BEGIN Records for processing

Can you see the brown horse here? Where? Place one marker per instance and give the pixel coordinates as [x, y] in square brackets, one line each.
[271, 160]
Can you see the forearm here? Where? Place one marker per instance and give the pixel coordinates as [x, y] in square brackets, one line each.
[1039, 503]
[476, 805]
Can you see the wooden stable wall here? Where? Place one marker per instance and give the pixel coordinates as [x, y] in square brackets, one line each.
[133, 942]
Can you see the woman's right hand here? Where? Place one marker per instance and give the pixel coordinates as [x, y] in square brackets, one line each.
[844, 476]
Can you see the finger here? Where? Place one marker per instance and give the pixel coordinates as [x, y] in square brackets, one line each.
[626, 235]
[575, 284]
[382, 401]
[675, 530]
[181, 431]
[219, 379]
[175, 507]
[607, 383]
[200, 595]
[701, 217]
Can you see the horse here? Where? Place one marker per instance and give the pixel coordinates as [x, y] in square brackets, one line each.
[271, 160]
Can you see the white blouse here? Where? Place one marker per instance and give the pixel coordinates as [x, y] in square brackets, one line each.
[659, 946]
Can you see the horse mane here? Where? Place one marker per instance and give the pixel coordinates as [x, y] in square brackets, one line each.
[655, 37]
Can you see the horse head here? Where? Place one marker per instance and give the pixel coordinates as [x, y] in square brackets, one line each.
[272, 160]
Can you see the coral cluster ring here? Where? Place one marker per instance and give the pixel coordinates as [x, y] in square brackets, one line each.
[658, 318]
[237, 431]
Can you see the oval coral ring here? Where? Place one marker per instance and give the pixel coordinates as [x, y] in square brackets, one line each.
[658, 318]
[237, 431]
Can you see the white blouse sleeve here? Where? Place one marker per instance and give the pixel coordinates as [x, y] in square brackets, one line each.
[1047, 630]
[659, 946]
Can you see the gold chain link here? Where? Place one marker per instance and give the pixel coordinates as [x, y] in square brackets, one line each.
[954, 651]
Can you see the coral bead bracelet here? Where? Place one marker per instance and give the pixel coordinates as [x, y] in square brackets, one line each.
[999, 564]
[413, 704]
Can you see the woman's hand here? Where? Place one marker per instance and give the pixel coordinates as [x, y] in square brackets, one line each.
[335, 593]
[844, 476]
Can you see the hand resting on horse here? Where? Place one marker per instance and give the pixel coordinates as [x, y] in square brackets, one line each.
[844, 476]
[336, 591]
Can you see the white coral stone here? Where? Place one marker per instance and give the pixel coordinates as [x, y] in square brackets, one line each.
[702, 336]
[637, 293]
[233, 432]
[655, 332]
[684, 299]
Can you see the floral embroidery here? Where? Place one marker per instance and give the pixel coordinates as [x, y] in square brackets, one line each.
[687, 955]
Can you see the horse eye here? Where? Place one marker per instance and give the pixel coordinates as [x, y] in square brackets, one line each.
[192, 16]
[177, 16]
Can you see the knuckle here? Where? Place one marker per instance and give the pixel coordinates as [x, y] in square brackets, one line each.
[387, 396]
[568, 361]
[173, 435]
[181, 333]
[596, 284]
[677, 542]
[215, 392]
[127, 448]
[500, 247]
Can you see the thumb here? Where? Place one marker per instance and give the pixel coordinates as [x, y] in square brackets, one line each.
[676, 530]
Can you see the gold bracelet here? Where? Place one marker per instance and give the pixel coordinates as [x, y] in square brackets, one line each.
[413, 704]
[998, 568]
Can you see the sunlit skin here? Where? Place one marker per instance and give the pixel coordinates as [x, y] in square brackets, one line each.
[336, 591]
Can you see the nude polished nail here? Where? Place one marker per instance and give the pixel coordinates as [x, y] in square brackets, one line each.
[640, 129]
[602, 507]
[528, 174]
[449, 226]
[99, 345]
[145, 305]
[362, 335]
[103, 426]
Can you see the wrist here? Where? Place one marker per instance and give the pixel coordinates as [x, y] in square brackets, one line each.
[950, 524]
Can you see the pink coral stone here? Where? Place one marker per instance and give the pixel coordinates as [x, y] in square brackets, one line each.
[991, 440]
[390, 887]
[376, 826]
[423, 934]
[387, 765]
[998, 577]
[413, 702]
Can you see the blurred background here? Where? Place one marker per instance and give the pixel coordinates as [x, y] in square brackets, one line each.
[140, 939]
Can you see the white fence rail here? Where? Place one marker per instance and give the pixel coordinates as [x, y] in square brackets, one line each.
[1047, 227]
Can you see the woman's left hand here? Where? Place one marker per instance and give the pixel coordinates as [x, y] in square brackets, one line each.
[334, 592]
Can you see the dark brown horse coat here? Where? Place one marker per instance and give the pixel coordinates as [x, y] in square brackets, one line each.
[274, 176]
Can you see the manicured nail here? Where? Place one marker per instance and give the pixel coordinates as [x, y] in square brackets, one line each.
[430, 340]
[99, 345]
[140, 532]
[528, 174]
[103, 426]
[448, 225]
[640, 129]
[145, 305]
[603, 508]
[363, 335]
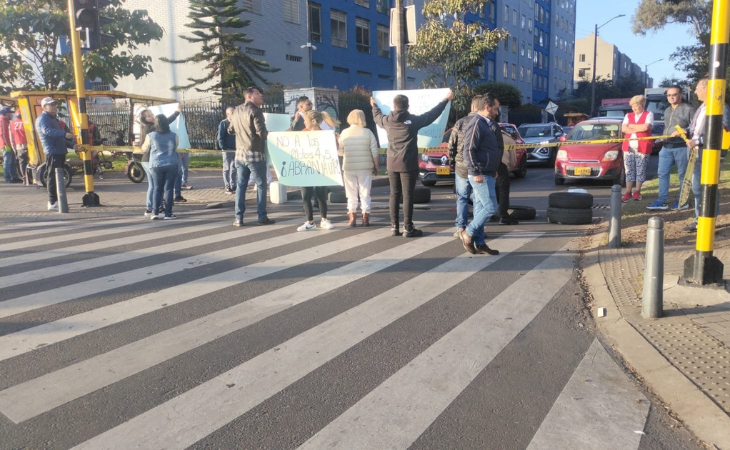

END Records for processing

— Problem description —
Apart from its pictures, the data is to be repeated exactly.

— Output —
Can you see the brown horse here? Where? Place one marker per instance and give the pixel coordinates as [x, y] in square brackets, one line each.
[271, 160]
Can you see the forearm here? Where? Place one marker per instance and give the pixel coordinates as [x, y] in square brackets, one line each.
[1039, 503]
[476, 805]
Can you see the wooden stable wall here? Where? Place one marker per instance and give the pixel coordinates as [x, y] in square brackets, one line each.
[133, 942]
Can you see the woman's right hand here? Where? Place one marker per instance and give the pixel coordinates as [x, y] in square brackets, one line each.
[844, 476]
Can you see the finger here? Where? Place one marker per instance and give the pixel coordinates as [x, y] in square brackets, one line each.
[626, 235]
[575, 284]
[382, 401]
[675, 530]
[181, 431]
[219, 379]
[175, 507]
[607, 383]
[200, 595]
[701, 217]
Can you see the horse here? Where? Place one marker per instance and give the pixel coordinates as [x, y] in square brackets, one line each.
[271, 160]
Can you see the white blouse here? Where? Place one marker per instance and give the pixel coordinates as [x, y] in square brackets, one line each.
[659, 946]
Can you see the horse mane here? Where? Place one marker per instance and give the pixel coordinates as [x, y] in square brackets, one line each.
[655, 37]
Can you see the horse head here? Where? Place one marker per instance and give the pixel coordinates as [x, y] in square brackets, one line each.
[272, 160]
Can you see the coral cluster ring here? Where? Place one marker per instance and give the pixel coordinates as [x, y] in square brackets, one line each.
[658, 318]
[237, 431]
Can you see the oval coral ring here? Where? Place one marker per instance and give the pixel coordinates as [x, y] in square brackets, one line each.
[658, 318]
[237, 431]
Can you see the white blouse sleeve here? Where? Place one marker per instance and give the pixel coordinates as [x, y] in square brackets, one line each.
[1047, 630]
[659, 946]
Can you see the gold chain link here? Where? Place one marker per instance and give the pixel coordinates as [x, y] in square brackets, one line each.
[954, 651]
Can you see the coral bead bracelet here? Where? Place one marker per instance and give the pixel coordinates as [x, y] in square brackets, one line each.
[999, 564]
[413, 704]
Can you see the woman's hand here? Where? Place one marker per instance and give the pixel coordinates as [x, y] in square brackets, one line each.
[335, 593]
[844, 476]
Can you see the hand resting on horse here? Where? Place one marker per instance and give the pixel coordinates as [x, y] in square brackets, one line each.
[844, 476]
[336, 591]
Can you see the white coral stone here? Where? Place one marker per instance and give the pixel coordinates as [x, y] in square brackets, one line each.
[702, 336]
[637, 293]
[233, 432]
[655, 332]
[684, 299]
Can you see the floral embroidery here? Where? Place one marker per instance and give the pixel coordinates as [x, y] in square brackets, one line each.
[687, 955]
Can you see the horse eye here? Where? Place one marker per instance and give the pixel coordinates as [x, y] in square brackets, one line each.
[192, 16]
[177, 16]
Can you see the knuckle here? Where? Place one marker per instance and give the pixel coordinates as [x, y] in square brackets, one line each.
[387, 396]
[568, 361]
[173, 435]
[181, 333]
[596, 284]
[677, 542]
[215, 392]
[127, 448]
[500, 247]
Can you see the thumb here? Where? Place one marker per instance and give the pixel coordinates as [x, y] in square brackets, one line each.
[676, 530]
Can you see the gold bracelet here? Where? Place one marker per instance and give the pixel coordinates as [x, y] in square brackets, one line each.
[413, 704]
[998, 568]
Can you see the sunlit skin here? Where? Place one marker per instance and give the pixel coordinates as [x, y] in square brackets, one line each.
[336, 591]
Can you see the nude polished nail here? Where? Place one marker per instance and give the pixel coordinates as [x, y] in square brackets, one line each.
[640, 129]
[602, 507]
[528, 174]
[449, 226]
[99, 345]
[145, 305]
[362, 335]
[103, 426]
Can you see the wrist here? Where? Place one marker per instance and give the pixel coordinates as [x, y] in square brackets, one line each.
[950, 524]
Can you see the pink coral stone here? Where? Place one marker per instance and give the pixel coordinates as [x, y] in square brackets, one line each.
[991, 440]
[390, 887]
[376, 826]
[423, 934]
[387, 765]
[998, 577]
[413, 702]
Can you see the blurred background here? Where? Place one marker per instance and give the pixel coordinates as [x, y] in square brackets, one line each.
[140, 939]
Can you see the white fence rail here? Where? Place one marker per instance and give the pixel coordinates as [x, y] in square brackets, one line each.
[1047, 227]
Can you see the woman's left hand here? Where? Place one marker per instance and give the pixel coordinates as [x, y] in square brackets, one line each.
[334, 592]
Can you see the dark brown horse coat here? Where? Place one marker per instance and give the pixel coordinates as [x, y] in square brackets, one line each.
[274, 176]
Can you see the manicured nail here? Where? Place one marker per instance and give the pixel coordinates as [x, y] in square brackets, one line each.
[430, 340]
[99, 345]
[140, 532]
[528, 174]
[103, 426]
[448, 225]
[640, 129]
[145, 305]
[603, 508]
[363, 335]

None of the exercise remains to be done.